- [PROVIDED ENTRIES]

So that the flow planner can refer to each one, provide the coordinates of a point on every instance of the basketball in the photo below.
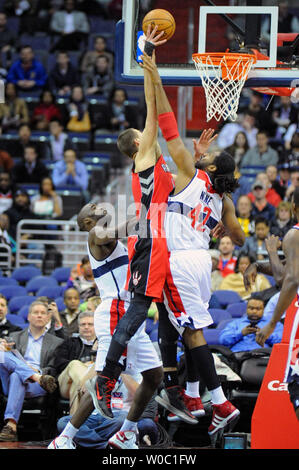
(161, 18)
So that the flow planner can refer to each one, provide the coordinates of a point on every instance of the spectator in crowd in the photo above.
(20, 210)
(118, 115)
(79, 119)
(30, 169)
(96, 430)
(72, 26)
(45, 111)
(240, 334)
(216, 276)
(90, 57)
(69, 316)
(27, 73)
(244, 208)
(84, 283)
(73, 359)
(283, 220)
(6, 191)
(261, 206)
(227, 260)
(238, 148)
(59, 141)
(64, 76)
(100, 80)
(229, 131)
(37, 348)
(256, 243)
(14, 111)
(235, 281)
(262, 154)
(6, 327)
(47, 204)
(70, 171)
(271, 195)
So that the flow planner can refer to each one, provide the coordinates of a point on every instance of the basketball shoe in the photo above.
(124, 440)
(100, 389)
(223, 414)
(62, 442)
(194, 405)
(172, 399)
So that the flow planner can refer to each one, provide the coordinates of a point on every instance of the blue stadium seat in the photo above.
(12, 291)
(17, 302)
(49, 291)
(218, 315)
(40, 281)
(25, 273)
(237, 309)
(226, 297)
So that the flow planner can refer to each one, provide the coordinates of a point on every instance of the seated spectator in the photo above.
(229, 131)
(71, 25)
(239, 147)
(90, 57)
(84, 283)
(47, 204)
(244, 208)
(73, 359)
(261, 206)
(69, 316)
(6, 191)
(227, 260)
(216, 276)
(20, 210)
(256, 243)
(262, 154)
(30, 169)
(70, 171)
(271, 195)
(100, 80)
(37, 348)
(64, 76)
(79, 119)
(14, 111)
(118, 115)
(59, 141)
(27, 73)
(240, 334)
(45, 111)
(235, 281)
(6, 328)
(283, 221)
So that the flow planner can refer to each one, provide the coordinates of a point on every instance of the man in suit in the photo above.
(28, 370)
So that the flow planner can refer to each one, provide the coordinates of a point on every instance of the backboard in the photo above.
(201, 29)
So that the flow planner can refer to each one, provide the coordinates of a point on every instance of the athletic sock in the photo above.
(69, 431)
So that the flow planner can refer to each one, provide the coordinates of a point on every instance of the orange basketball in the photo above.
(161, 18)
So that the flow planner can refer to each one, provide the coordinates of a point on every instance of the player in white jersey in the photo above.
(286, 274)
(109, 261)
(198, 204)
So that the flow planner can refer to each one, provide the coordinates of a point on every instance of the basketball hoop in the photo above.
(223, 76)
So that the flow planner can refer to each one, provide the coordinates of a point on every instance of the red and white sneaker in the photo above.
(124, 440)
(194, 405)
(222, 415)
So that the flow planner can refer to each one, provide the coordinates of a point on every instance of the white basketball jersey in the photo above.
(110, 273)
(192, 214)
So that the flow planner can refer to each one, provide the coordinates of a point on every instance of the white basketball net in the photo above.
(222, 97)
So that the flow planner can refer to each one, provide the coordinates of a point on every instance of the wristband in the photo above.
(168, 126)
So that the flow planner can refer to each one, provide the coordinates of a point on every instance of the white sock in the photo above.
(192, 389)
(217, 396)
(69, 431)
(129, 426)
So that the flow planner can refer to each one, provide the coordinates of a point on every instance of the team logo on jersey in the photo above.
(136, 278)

- [TASK TO CARRY OUT]
Only the text of the listing should be returned, exactly and in full; no image goes into the copy.

- [ANSWER TO THIS PROBLEM]
So that the flow planner can refer to each one, provide the coordinates of a point on every instance of the basketball in the photo below.
(161, 18)
So that the flow planner can refer to each one, provide the coordinates of a point on every instance of the spectator in crowd in the photo above.
(20, 210)
(118, 115)
(79, 119)
(30, 169)
(96, 430)
(72, 26)
(45, 111)
(240, 334)
(216, 276)
(90, 57)
(69, 316)
(27, 73)
(244, 208)
(84, 283)
(73, 359)
(283, 220)
(6, 191)
(261, 206)
(227, 260)
(238, 148)
(59, 141)
(64, 76)
(100, 80)
(229, 131)
(37, 348)
(256, 243)
(14, 111)
(235, 281)
(262, 154)
(6, 327)
(47, 204)
(70, 171)
(271, 195)
So that the flow planner can refer to each one, provide the coordinates of a point on every instance of the basketball shoe in the photo above.
(124, 440)
(100, 389)
(223, 414)
(62, 442)
(194, 405)
(172, 399)
So that the flow planner can refer to each one, provide the coordinates of a point on every instance of the blue stadium seat in the photo above.
(12, 291)
(17, 302)
(49, 291)
(218, 315)
(40, 281)
(25, 273)
(237, 309)
(226, 297)
So that the flow planner can refer to each one, provide the coordinates of a point on every instance of the seated spectator in the photo above.
(229, 131)
(71, 25)
(239, 147)
(90, 57)
(84, 283)
(47, 204)
(244, 208)
(73, 359)
(261, 206)
(69, 316)
(6, 191)
(227, 260)
(216, 276)
(20, 210)
(256, 243)
(262, 154)
(30, 169)
(70, 171)
(271, 195)
(100, 80)
(37, 348)
(64, 76)
(79, 119)
(14, 111)
(118, 115)
(59, 141)
(27, 73)
(240, 334)
(45, 111)
(235, 281)
(6, 328)
(283, 221)
So that the flow planner can refer to each one, provide the coordinates of a point on every instance of the man in suit in the photo above.
(28, 370)
So that the flow planner can refer to each one, provide the coordinates of a point on every instance of the backboard in the photo above.
(201, 29)
So that the flow planner can refer to each one, provide the coordinates of a point on every instance of the athletic sock in the photo above.
(69, 431)
So that the flow planner can refer to each one, provide the coordinates of a point on every instance of the orange basketball in the photo above.
(161, 18)
So that the flow planner can refer to each one, provide the coordinates of a point on every instance of the player in white jersey in the photo above.
(286, 274)
(109, 261)
(198, 204)
So that the flow planner can refer to each one, provide the coordinates of a point on every instance of the basketball hoop in the photo above.
(223, 76)
So that the flow planner can refer to each one, provide the coordinates of a point on every instance of the red and white sneaker in the photo above.
(124, 440)
(194, 405)
(222, 415)
So that the flow planner can refer to each one, provide the coordinates of a point on every instance of the white basketball jersey in the photo above.
(110, 273)
(192, 214)
So that the flow planner can refer to each one, provide the coordinates of a point on every instance of the white basketball net in the photo above.
(222, 97)
So that the flow planner can refer to each one, provide the coordinates of a point on every instance of the wristband in the photo above.
(168, 126)
So that the flow planner can refer to each one, provide the coordinates of a point on every instance of the white sock in the photo above.
(192, 389)
(217, 396)
(69, 431)
(129, 426)
So that the flow planner can refer to each one, provide the coordinates of a point on every instance of the team logo on jersey in the photo above.
(136, 278)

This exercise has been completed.